> **WORK TO COMPLETE**
Identify each line in the items below that contains the string "ball" with matching case, and copy every such line in full.

● ● ● ● ● ● ●

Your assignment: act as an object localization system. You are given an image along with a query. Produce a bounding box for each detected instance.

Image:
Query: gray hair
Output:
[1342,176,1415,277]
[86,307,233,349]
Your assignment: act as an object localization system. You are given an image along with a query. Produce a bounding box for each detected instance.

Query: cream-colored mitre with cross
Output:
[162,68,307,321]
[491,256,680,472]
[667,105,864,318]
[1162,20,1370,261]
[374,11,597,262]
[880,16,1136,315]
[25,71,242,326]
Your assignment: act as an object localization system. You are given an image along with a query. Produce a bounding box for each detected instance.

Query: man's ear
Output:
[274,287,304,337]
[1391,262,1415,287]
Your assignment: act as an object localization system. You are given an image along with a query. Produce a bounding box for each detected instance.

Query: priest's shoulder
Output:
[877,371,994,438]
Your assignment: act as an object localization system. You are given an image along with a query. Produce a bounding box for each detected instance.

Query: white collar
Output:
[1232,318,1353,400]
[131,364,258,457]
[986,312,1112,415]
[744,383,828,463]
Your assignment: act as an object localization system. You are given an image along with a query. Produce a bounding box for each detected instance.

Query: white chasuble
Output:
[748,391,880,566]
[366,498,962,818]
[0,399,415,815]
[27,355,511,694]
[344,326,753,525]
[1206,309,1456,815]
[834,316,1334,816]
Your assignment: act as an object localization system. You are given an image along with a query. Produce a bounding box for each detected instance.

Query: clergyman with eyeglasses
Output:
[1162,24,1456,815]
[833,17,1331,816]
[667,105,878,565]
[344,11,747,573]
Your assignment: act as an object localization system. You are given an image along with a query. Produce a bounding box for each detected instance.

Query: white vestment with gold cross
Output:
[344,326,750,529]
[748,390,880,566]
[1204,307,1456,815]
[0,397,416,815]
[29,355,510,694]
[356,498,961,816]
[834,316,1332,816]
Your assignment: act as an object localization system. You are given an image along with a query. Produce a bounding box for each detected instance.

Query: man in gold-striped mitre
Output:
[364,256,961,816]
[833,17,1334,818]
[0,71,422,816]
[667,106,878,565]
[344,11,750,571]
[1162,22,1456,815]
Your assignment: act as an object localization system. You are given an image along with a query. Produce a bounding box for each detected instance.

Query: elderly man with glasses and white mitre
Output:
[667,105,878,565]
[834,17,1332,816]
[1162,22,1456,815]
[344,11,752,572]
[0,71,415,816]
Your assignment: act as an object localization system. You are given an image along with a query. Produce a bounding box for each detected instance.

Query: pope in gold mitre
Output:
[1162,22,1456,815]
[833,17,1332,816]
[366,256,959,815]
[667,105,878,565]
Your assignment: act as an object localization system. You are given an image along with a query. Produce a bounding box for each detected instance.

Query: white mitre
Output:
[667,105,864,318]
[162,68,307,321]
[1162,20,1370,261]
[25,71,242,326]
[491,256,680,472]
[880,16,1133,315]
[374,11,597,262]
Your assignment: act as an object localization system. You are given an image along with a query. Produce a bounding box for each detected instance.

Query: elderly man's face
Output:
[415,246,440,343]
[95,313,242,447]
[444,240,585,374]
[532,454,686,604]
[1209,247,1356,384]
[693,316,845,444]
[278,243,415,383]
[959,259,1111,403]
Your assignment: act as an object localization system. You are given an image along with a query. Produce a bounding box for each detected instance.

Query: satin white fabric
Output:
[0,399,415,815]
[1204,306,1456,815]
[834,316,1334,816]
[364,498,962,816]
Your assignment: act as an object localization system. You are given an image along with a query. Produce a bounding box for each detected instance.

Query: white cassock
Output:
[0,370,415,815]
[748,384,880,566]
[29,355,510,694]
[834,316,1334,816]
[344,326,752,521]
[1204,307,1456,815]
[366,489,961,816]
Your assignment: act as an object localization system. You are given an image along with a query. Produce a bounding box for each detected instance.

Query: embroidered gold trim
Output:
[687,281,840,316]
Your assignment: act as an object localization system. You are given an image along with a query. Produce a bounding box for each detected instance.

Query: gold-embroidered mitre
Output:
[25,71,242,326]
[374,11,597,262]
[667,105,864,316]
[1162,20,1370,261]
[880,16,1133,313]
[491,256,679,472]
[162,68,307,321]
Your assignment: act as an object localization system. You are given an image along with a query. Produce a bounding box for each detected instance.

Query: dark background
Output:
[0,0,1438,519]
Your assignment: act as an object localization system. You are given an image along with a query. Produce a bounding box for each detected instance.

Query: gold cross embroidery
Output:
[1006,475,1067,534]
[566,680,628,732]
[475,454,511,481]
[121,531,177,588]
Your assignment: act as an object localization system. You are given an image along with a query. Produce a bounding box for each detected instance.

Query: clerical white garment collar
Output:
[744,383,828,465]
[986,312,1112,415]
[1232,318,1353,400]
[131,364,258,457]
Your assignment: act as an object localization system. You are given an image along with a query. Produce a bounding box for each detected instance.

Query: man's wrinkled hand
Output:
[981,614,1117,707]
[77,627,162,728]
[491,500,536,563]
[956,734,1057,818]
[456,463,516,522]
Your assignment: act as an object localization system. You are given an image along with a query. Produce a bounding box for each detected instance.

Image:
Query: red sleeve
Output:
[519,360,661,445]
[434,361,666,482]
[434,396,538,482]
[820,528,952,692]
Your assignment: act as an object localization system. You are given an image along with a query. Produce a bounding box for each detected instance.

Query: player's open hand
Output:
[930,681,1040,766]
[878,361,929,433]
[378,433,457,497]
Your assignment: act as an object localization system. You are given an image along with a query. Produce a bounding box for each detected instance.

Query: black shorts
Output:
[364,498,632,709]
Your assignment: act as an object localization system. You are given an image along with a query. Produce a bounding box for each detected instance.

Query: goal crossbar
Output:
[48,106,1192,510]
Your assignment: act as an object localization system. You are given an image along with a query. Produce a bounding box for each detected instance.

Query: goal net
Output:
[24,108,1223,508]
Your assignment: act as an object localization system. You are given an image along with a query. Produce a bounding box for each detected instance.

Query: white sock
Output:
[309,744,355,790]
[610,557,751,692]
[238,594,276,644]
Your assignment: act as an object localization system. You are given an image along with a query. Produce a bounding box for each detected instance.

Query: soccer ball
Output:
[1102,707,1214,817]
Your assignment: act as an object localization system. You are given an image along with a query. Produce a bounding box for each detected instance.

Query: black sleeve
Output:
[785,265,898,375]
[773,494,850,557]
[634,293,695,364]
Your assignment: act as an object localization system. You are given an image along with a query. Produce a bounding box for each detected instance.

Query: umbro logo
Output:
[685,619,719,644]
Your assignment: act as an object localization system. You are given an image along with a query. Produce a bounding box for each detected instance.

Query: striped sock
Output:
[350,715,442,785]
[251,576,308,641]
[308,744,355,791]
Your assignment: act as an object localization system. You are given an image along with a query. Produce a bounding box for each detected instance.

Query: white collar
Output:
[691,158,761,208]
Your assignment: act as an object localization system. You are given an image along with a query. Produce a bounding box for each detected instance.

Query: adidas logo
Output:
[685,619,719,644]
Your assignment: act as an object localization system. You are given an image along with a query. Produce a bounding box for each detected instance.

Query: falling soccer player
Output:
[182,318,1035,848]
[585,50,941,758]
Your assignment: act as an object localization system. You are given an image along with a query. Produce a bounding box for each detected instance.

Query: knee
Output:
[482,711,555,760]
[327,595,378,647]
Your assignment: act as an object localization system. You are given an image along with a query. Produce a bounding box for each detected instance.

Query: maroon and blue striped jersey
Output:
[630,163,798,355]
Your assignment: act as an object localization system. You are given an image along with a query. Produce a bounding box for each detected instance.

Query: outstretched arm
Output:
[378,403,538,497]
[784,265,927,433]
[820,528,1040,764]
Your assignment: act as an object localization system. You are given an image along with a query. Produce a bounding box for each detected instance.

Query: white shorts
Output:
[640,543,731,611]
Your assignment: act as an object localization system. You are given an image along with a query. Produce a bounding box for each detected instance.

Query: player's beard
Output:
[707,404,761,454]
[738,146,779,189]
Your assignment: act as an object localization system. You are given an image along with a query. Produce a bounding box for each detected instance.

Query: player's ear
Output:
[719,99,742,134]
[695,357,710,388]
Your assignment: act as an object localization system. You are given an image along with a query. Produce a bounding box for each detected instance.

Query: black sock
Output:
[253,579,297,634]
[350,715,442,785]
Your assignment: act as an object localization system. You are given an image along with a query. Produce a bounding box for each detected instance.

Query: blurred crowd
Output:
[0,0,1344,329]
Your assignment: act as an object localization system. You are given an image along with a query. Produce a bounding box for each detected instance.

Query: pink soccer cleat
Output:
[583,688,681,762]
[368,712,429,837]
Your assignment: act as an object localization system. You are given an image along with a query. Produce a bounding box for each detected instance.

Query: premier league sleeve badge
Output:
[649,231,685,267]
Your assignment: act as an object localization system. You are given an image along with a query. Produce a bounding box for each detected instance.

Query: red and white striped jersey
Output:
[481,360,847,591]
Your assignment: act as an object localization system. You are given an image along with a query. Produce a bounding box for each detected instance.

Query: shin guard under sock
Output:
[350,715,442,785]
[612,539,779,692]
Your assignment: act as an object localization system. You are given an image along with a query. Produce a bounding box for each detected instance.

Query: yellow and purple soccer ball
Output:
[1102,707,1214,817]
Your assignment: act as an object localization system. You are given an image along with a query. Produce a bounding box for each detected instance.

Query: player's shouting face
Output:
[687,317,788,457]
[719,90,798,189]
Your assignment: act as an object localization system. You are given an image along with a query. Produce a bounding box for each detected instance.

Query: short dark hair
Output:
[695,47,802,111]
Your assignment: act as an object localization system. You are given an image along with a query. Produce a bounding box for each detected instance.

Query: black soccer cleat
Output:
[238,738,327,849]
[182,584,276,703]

● ● ● ● ● ● ●

> **CORRECT RESPONSE**
Query: soccer ball
Query: yellow and purple soccer ball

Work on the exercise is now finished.